▶ [EXERCISE TEXT]
Lawyers in the field of IT law deal with all legal issues associated with the processing of data and information at the company. Internet law is the area of IT law that addresses online trade as well as legal security on the Internet and social media. IT law is scarcely possible without data protection and the GDPR. Which means that it must be approached in an interdisciplinary way.
Today, IT issues crop up in almost all areas of our business and private lives. No sooner do you click on a website than a cookie banner pops up. No wonder IT and Internet law are developing and changing so rapidly. You can rely on a partner who has its finger on the pulse of the times, but who also has the necessary command of the subject. A partner with an eye for the essentials who also thinks outside the box.
In IT and Internet law, it all boils down to good networking. No matter what legal questions you may have: we always have the right contact person for you somewhere in our partner network Nexia International.
Would you like to get together for a personal meeting to obtain advice? We would be happy to schedule a non-binding appointment with you so that we can get to know each other. We look forward to your call or e-mail and to meeting you.

Data excerpts:
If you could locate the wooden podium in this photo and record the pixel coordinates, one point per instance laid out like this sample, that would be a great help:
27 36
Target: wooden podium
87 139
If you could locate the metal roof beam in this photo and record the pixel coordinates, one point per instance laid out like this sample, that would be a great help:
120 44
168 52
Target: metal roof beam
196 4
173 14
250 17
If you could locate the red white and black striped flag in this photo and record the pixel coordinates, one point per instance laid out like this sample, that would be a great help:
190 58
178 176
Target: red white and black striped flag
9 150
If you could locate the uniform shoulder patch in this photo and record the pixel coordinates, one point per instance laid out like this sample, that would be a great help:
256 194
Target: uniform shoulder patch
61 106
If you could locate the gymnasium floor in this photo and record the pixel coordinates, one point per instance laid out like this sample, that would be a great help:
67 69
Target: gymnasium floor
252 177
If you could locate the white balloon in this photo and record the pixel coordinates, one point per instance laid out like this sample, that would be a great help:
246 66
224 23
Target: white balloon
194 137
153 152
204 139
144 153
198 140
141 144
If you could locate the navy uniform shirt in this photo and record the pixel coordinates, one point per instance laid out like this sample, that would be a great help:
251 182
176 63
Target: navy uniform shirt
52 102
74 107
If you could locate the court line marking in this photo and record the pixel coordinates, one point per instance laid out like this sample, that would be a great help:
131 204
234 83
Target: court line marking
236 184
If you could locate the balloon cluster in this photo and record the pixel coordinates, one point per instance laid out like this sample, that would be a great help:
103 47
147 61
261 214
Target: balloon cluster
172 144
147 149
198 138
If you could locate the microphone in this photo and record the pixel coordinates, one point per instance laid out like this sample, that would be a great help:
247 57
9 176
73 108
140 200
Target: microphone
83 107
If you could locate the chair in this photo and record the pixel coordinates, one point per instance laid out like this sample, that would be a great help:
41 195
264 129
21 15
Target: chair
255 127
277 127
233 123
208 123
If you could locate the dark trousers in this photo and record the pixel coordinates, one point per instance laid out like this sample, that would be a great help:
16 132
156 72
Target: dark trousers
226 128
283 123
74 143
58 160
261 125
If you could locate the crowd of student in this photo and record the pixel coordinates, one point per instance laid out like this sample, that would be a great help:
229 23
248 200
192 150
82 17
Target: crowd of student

▶ [ACTIVITIES]
**1)** Repeat word for word the part of the IT law text starting with "Today, IT issues" and going on through "to meeting you.".
**2)** List every quality that the IT law text gives to the partner you can rely on.

▶ [SOLUTIONS BY TASK]
**1)**
Today, IT issues crop up in almost all areas of our business and private lives. No sooner do you click on a website than a cookie banner pops up. No wonder IT and Internet law are developing and changing so rapidly. You can rely on a partner who has its finger on the pulse of the times, but who also has the necessary command of the subject. A partner with an eye for the essentials who also thinks outside the box.
In IT and Internet law, it all boils down to good networking. No matter what legal questions you may have: we always have the right contact person for you somewhere in our partner network Nexia International.
Would you like to get together for a personal meeting to obtain advice? We would be happy to schedule a non-binding appointment with you so that we can get to know each other. We look forward to your call or e-mail and to meeting you.

**2)**
- Has its finger on the pulse of the times
- Has the necessary command of the subject
- Has an eye for the essentials
- Thinks outside the box